(What you need to do)
Exact transcription of the following records is needed, with every picture dropped.

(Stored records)
--- START ---

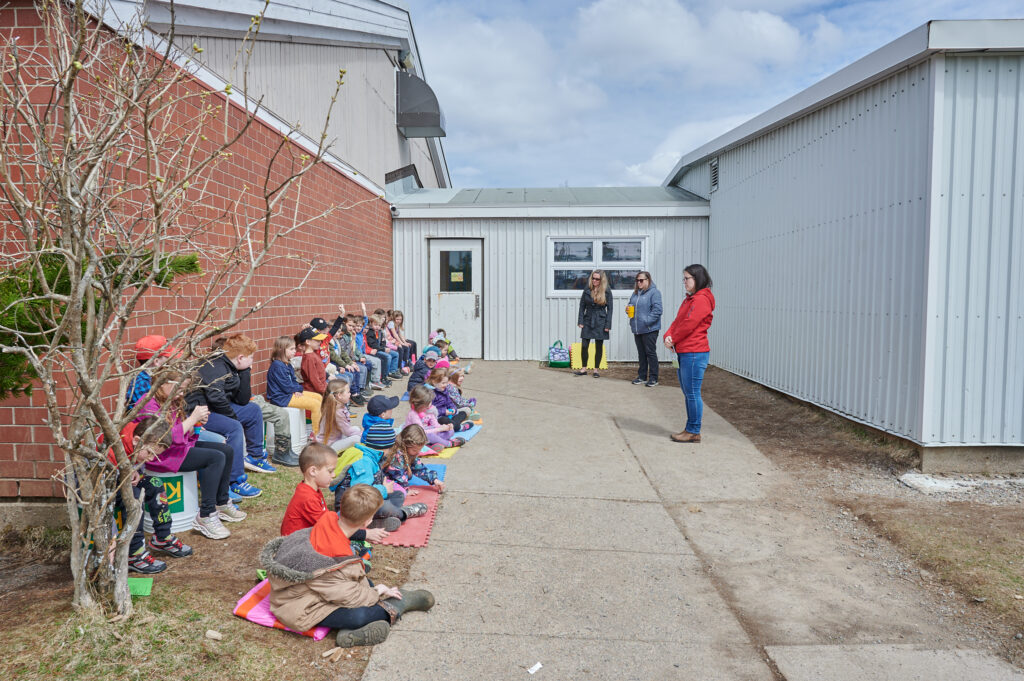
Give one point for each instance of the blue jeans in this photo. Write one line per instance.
(691, 369)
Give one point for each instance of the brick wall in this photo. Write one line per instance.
(354, 263)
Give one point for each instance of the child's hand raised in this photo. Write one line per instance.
(377, 535)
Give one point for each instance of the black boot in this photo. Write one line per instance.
(412, 599)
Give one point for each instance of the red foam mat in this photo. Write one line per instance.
(416, 531)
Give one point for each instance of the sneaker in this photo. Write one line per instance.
(261, 465)
(415, 510)
(143, 562)
(172, 546)
(390, 524)
(243, 488)
(230, 513)
(211, 526)
(289, 459)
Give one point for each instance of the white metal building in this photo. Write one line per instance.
(866, 240)
(502, 270)
(377, 124)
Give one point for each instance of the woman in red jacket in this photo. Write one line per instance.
(688, 336)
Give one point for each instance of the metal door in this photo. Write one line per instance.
(456, 291)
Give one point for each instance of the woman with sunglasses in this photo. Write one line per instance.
(688, 337)
(644, 311)
(595, 318)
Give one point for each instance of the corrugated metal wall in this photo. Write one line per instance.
(520, 322)
(697, 180)
(817, 249)
(975, 392)
(297, 81)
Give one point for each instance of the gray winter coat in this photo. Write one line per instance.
(646, 310)
(595, 318)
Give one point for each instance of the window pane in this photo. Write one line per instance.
(621, 280)
(571, 280)
(573, 251)
(621, 252)
(457, 271)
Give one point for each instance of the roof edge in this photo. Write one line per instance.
(915, 46)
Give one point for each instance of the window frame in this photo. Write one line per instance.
(596, 263)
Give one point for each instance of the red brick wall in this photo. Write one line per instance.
(354, 263)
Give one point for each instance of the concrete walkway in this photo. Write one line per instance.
(574, 535)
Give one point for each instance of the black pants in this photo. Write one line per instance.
(211, 461)
(598, 348)
(457, 420)
(354, 618)
(647, 351)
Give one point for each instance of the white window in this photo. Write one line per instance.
(571, 259)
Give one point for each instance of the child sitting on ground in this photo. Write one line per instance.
(407, 463)
(282, 387)
(144, 440)
(338, 431)
(377, 450)
(448, 411)
(421, 413)
(315, 580)
(455, 391)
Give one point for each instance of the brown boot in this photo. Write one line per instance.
(685, 436)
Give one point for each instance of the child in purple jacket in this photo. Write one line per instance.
(448, 410)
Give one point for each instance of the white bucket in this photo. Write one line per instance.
(297, 423)
(182, 498)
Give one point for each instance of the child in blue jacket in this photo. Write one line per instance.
(378, 450)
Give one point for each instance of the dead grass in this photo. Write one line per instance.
(166, 636)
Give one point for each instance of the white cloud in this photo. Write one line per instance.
(682, 139)
(501, 82)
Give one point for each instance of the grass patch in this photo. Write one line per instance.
(166, 636)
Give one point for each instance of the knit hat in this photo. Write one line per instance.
(379, 435)
(151, 345)
(380, 403)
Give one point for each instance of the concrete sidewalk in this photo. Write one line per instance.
(574, 534)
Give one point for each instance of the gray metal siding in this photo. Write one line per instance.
(976, 313)
(817, 249)
(697, 180)
(519, 321)
(297, 81)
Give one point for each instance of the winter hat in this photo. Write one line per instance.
(379, 435)
(380, 403)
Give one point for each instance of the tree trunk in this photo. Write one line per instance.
(99, 559)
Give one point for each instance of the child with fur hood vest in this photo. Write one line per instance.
(316, 581)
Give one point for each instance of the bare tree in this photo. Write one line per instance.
(107, 152)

--- END ---

(Problem solution)
Give one point for each instance of the blue jeans in this photo. Write one line per instance.
(691, 369)
Give one point for each instance of the brick wall in this photo. Write one line per instance.
(354, 263)
Give one point for each instance of the child's hand raised in this photo. Write one line per instance.
(377, 535)
Give one point for each instance of the black boot in this photo. Write one line per instance.
(412, 599)
Give one point for each instance of the red foam mat in this photo. Write one line per instance.
(416, 531)
Give one point for each instance of the sneaker in this photo. Write one line per instance.
(261, 465)
(415, 510)
(143, 562)
(172, 546)
(390, 524)
(243, 488)
(230, 513)
(211, 526)
(289, 459)
Give one point for each instance of the white metal building in this photo. Write one line per instance.
(866, 240)
(502, 270)
(377, 124)
Give one point for each instance of the woman in red jacket in this photo. Write one line per instance.
(688, 336)
Give one point for each instance of the metal door in this photo. Write one line per instance.
(456, 291)
Give one point for each instance of the woman with sunglasses in this photo. Write one line per instance.
(688, 337)
(644, 311)
(595, 318)
Give one point for each instance of the corrugated metal wall in this photo. Write one line per instance.
(520, 322)
(697, 180)
(817, 249)
(975, 392)
(297, 81)
Give one point for each instance of the gray winter coat in this photo. Write one line per instance.
(646, 310)
(595, 318)
Give one point for each instance of the window pane in this photo. Write one line per instance.
(621, 280)
(571, 280)
(573, 251)
(621, 252)
(457, 271)
Give one point for each instance of the roof edge in this photo. Write one line per instance.
(915, 46)
Give one point for each instance of the window frame in this photo. Write one line per instance.
(596, 263)
Give one point for each instance of the red brick wall in this photo. Write one line per instance.
(354, 263)
Give one point for each instance of the concrete walkway in this photo. Write one line per instance.
(574, 535)
Give one point for each instance of the black pants in this photo. Write one line per instance.
(211, 461)
(598, 348)
(457, 420)
(354, 618)
(647, 351)
Give one point for each instance of the white window in this photo. Write one line per instance.
(571, 259)
Give one point for each instance of the child sitting on ground in this photo. Write one line per instance.
(407, 463)
(282, 387)
(144, 440)
(338, 431)
(377, 450)
(448, 411)
(421, 413)
(315, 580)
(455, 391)
Give one point for each instance of the brown boot in this photo. Write one line per instance.
(685, 436)
Give one point for each instance of the child in purple jacket in this photo. Write one line per instance.
(448, 410)
Give one point for each instance of the white bucket in this photo. Write one line per instance.
(297, 423)
(182, 498)
Give one point for each instance of the child in blue jacket in this photo. Write one line per instance.
(378, 450)
Give one point for each instance of the dead grass in this photo. Write one line per instance.
(166, 636)
Give one point for each instance of the white cloud in this photo. Write one line per instance.
(682, 139)
(501, 82)
Give one point for each instance of the grass patch in this photo. Write one line per instance.
(166, 636)
Give one point for each instance of the knit hat in this photo. Write one line per instance.
(379, 435)
(151, 345)
(380, 403)
Give one point for each instance of the concrete sidewalk in this photo. Write one line per instance.
(574, 534)
Give one point for each instance of the gray metal siding in this photo. Write one line per instance.
(976, 313)
(817, 249)
(697, 180)
(519, 321)
(297, 81)
Give one point for each instance of the winter hat in this photo. Write one line per instance.
(379, 435)
(380, 403)
Give one point for each instance of the tree trunk in this photo. Write one line per instance.
(99, 559)
Give one point for each instance of the child with fur hood vest in this photo. Write one line per instance.
(316, 581)
Give one point for each instance of the bare tree in this photo. Write one line per instance.
(107, 152)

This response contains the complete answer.